* _ARTICLE_:
>>>>>

Un vampire pour guide
Un recueil de nouvelles brèves qui racontent, en n’allant qu’à l’essentiel, des petites choses du quotidien qui finissent par déterminer l’existence de chacun. Un vampire, certainement un personnage réel ou virtuel, qui aurait eu une influence déterminante sur la vie de la narratrice.
Le vampire de Clichy
de Véronique Janzyk
« La dernière nuit de l’an dernier, j’ai été mordue à la gorge par un vampire ». Cette morsure a bizarrement engendrée des rencontres « particulières » que l’auteure raconte dans ce recueil de vingt-trois textes que l’on peut présenter comme autant de nouvelles construites avec des phrases courtes, souvent même très courtes, qui toutefois n’accélèrent jamais le texte, lui conservant toujours le rythme approprié à l’intrigue et à l’intensité que Véronique Janzyk cherche à lui donner. Des phrases dépouillées contenant seulement l’essentiel, l’essentiel c’est toutes les petites choses qu’on ne remarque pas forcément mais qui constituent le quotidien de la vie et qui finissent par déterminer notre l’existence. L’essentiel, ce sont aussi les mots car l’auteure a fait un vrai travail sur le langage choisissant avec beaucoup d’attention le terme le plus juste, le mieux approprié pour décrire les situations que le vampire lui impose tout en les revendiquant. L’essentiel, c’est aussi le corps qui fait l’objet de plusieurs textes, le corps qu’on exhibe, le corps réceptacle de la souffrance, le corps que le vampire mord.

<<<<<

* _TRAVAIL À FAIRE_:
A) D'après l'article sur Le vampire de Clichy, combien de textes le recueil contient-il ?
B) Reprenez l'article sur Le vampire de Clichy et poursuivez-le à la suite de sa dernière phrase.

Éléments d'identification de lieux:
>>>>>

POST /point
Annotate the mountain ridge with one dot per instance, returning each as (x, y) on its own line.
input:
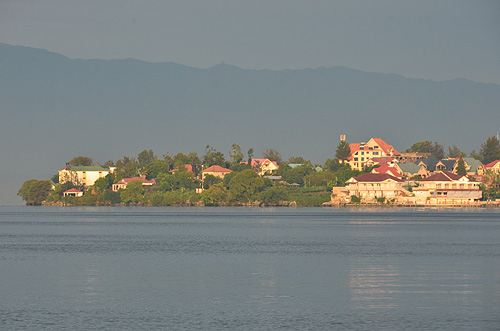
(54, 108)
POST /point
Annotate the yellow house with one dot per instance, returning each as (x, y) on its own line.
(216, 171)
(82, 175)
(361, 153)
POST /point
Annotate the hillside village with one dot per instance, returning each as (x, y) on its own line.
(371, 172)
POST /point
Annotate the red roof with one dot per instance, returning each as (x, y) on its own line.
(385, 146)
(128, 180)
(73, 190)
(258, 162)
(491, 164)
(385, 169)
(216, 168)
(371, 177)
(189, 168)
(442, 176)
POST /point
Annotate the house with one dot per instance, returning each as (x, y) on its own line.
(216, 171)
(122, 184)
(429, 163)
(473, 166)
(445, 187)
(188, 167)
(411, 169)
(82, 175)
(371, 186)
(361, 153)
(263, 166)
(73, 193)
(493, 167)
(386, 169)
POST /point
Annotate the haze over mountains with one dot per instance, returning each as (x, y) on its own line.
(54, 108)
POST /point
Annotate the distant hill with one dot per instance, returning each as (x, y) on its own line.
(54, 108)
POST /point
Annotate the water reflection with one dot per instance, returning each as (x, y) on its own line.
(373, 286)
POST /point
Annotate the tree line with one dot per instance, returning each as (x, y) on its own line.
(299, 177)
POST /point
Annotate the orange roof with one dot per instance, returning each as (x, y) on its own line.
(491, 164)
(385, 146)
(216, 168)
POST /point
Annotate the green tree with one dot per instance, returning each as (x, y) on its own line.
(213, 157)
(156, 167)
(296, 160)
(427, 146)
(214, 196)
(101, 184)
(461, 167)
(244, 185)
(454, 152)
(490, 150)
(211, 180)
(133, 193)
(235, 155)
(272, 155)
(343, 151)
(273, 195)
(332, 165)
(81, 161)
(145, 157)
(34, 192)
(250, 155)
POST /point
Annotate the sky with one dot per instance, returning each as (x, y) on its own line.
(428, 39)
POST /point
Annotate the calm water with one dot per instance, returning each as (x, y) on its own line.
(249, 269)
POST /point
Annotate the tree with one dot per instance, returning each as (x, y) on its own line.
(296, 160)
(81, 161)
(273, 195)
(145, 157)
(34, 192)
(474, 154)
(426, 146)
(250, 155)
(490, 150)
(235, 155)
(133, 193)
(155, 168)
(272, 155)
(213, 157)
(211, 180)
(214, 196)
(332, 165)
(461, 167)
(101, 184)
(343, 151)
(454, 152)
(244, 185)
(195, 161)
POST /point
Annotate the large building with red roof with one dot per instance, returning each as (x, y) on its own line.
(444, 187)
(371, 186)
(361, 153)
(216, 171)
(122, 184)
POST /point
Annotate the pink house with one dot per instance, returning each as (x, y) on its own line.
(122, 184)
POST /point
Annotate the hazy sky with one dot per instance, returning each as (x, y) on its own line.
(422, 39)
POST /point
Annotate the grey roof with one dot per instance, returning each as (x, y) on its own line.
(409, 167)
(430, 163)
(449, 164)
(473, 163)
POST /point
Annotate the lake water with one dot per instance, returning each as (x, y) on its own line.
(89, 268)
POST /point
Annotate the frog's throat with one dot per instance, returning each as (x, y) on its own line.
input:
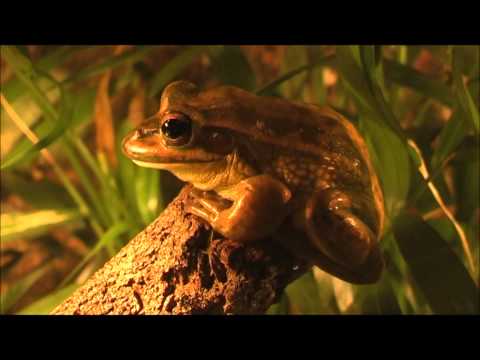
(203, 175)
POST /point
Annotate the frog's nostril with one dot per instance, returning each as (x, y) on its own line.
(139, 133)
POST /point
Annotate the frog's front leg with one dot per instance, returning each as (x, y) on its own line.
(336, 231)
(260, 204)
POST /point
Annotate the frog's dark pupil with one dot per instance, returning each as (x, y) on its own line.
(175, 128)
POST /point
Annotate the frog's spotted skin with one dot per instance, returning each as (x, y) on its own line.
(270, 167)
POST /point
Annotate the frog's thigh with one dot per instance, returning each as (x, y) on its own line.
(337, 232)
(259, 206)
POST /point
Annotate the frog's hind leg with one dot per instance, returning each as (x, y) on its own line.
(337, 232)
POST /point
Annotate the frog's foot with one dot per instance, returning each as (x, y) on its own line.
(254, 209)
(337, 232)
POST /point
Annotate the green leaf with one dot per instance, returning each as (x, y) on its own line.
(294, 57)
(280, 308)
(46, 194)
(12, 295)
(27, 74)
(110, 63)
(409, 77)
(173, 68)
(303, 295)
(35, 223)
(58, 130)
(462, 94)
(438, 272)
(14, 88)
(467, 181)
(379, 299)
(391, 160)
(232, 68)
(108, 239)
(354, 79)
(269, 88)
(46, 304)
(450, 138)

<<<<<

* _RÉSULTATS PAR TÂCHE_:
A) Le recueil contient vingt-trois textes.

B)
J’ai bien aimé le procédé très adroit dont Véronique use afin d’introduire ses nouvelles qui ne sont pas sans rappeler celles de son précédent recueil, la mise en scène d’un vampire qui serait comme un guide de sa vie mais aussi l’inspirateur de ses récits. Un être imaginaire qui aurait une double mission : inspirateur de la vie que l’auteure raconte et inspirateur des récits, un rôle dans l’histoire racontée et un rôle dans la rédaction de cette histoire. Mais si ce vampire est tellement impliqué dans la vie de la narratrice, une question se pose inéluctablement : qui est ce vampire ? Ou qui se cache derrière ce vampire ? Certains textes portent peut-être des indices, ceux notamment qui évoquent les grandes faillites de notre société, les monstres inhumains indignes de la vie qui leur a été donnée, les violences cruelles et inutiles, les douleurs et les souffrances injustes… La narratrice semble supporter de plus en plus mal le comportement de ses congénères et le vampire est celui qui intervient pour marquer une rupture, un changement, elle l’en remercie d’ailleurs dans le texte liminaire : « … je l’ai croisé, et qu’il en soit ici remercié ». Le vampire pourrait être celui qui, avec la nouvelle année, apporte une nouvelle résolution, une autre façon de voir le monde et ses misères, une autre appréhension de la vie et de ses malheurs.
Les vampires ne sont peut-être pas tous des monstres !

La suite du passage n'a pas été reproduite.